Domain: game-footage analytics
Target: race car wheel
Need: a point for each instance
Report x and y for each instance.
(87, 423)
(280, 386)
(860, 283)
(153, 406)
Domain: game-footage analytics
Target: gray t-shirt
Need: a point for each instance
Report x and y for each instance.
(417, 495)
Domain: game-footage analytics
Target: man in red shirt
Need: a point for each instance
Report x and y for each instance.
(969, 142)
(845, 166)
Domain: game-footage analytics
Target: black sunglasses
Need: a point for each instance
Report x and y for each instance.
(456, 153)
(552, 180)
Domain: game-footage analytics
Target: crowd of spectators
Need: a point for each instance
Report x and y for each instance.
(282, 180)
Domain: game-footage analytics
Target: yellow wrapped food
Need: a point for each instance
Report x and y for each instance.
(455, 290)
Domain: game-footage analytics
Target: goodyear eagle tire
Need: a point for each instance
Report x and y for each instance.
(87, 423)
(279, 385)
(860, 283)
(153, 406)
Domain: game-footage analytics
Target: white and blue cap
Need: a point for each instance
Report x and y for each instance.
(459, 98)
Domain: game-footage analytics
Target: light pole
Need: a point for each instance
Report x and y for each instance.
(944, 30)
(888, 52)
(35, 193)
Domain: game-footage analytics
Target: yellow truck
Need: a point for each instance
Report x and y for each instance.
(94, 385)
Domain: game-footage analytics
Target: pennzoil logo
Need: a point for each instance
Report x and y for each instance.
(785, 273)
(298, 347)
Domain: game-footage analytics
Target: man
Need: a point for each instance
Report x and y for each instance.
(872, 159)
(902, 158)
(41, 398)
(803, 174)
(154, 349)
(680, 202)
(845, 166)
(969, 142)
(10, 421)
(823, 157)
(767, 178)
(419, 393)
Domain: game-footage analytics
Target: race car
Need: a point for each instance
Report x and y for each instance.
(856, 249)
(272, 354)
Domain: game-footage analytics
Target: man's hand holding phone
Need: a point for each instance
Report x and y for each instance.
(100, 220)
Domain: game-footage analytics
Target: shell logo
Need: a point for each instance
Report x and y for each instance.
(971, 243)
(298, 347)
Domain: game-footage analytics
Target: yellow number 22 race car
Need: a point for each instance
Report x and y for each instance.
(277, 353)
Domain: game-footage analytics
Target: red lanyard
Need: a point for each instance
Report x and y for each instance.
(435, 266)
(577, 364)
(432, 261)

** Stated goal **
Using the entries above, please restate each one word for word.

** Task output **
Domain: game-footage analytics
Target: race car wheel
Need: a point for each instance
Report x and y for each instance.
(87, 423)
(280, 386)
(860, 283)
(153, 406)
Domain: game-footage analytics
Target: gray t-shirt
Need: a point for each instance
Report x and y for each instance.
(417, 495)
Domain: game-footage analytics
Target: man in red shirt
Need: a point for each instance
Report x and y for each instance.
(969, 142)
(845, 166)
Domain: game-footage analytics
Target: black sunglasses
Need: a point for each instance
Report x and y for each instance.
(456, 153)
(552, 180)
Domain: game-footage analytics
Target: crowd of spectators
Need: a point for each instance
Report x and y for each instance.
(282, 180)
Domain: game-footage analytics
Target: yellow wrapped food
Need: a point for each instance
Report x and y for each instance.
(455, 290)
Domain: game-footage analytics
Target: goodyear eagle tire
Need: a point for each instance
Report x and y for each instance.
(87, 423)
(279, 385)
(860, 283)
(153, 406)
Domain: game-footage analytics
Target: white and blue cap
Need: a point for each instance
Report x and y for each instance.
(459, 98)
Domain: game-footage analytics
Target: light pole
Need: a point for each instance
Report x and y for each instance.
(944, 30)
(888, 52)
(35, 193)
Domain: game-footage analytics
Target: yellow truck
Need: a point for each instance
Report x and y for each instance.
(94, 385)
Domain: game-footage analytics
Target: pennzoil logo
Need: a point for each instance
Report x and y for each instance.
(785, 273)
(298, 347)
Domain: game-footage analytics
Target: man
Need: a point for each instance
Report x and y for each instance.
(872, 159)
(902, 158)
(41, 398)
(803, 174)
(154, 349)
(680, 202)
(845, 166)
(969, 142)
(10, 421)
(823, 157)
(767, 178)
(419, 393)
Domain: game-footage analytics
Target: race car
Need: a point for each instance
Report x and y for each instance.
(856, 249)
(272, 354)
Domain: game-footage analytics
Target: man's hand holding phone
Need: a point for each instance
Report x and y for each instance.
(100, 220)
Domain: game-footage analytics
Target: shell logo
Need: a point for each instance
Report x and y for each instance.
(971, 243)
(298, 347)
Domain: game-footage analytics
Target: yellow number 22 race car
Need: a point for each instance
Report x and y for each instance.
(277, 353)
Domain: game-footage analytics
Target: red lanyard
Need: a point for each instance
Report x and y for each instance.
(435, 266)
(577, 364)
(432, 261)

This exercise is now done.